## Zbiór danych
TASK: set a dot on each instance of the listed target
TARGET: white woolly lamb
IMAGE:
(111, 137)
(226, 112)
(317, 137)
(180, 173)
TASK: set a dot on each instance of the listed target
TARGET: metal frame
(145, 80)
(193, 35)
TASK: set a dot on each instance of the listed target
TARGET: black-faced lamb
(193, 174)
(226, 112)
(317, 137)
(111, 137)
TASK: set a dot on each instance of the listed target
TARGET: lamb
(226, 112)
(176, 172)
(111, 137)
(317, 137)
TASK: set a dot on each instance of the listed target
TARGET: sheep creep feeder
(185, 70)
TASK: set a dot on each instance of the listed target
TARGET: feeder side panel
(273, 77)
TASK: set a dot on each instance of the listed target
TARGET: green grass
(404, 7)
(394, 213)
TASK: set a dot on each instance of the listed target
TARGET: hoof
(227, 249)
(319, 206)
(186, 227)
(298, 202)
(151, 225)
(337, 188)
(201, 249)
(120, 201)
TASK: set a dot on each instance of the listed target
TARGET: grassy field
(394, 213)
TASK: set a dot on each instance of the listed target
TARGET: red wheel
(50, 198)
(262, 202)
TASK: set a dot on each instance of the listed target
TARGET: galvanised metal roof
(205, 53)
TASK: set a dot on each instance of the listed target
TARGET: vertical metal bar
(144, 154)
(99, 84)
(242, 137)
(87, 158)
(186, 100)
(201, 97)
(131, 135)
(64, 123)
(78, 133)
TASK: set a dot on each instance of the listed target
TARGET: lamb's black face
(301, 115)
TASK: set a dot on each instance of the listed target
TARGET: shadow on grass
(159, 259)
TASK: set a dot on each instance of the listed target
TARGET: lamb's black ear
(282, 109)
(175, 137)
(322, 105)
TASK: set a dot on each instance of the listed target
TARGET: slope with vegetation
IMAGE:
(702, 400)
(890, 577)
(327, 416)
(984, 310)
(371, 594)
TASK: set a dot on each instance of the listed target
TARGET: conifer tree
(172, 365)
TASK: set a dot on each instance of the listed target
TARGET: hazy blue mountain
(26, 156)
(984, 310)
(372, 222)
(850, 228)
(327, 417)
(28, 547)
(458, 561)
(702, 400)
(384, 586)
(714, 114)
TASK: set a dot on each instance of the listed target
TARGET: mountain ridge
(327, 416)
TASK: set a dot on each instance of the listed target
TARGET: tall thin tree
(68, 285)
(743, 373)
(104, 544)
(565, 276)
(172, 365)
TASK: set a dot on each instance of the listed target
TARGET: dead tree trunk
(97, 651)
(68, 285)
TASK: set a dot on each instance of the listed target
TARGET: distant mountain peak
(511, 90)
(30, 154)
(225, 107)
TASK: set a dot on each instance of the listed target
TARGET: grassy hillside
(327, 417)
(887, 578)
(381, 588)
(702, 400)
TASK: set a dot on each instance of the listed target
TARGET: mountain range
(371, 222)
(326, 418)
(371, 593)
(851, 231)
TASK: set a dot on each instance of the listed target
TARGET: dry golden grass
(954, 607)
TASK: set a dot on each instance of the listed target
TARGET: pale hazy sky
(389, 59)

## Twoje polecenie
Wybierz z powyższych rekordów wszystkie wiersze zawierające słowo „grassy” i przepisz je.

## Odpowiedź poniżej
TARGET: grassy field
TARGET: grassy hillside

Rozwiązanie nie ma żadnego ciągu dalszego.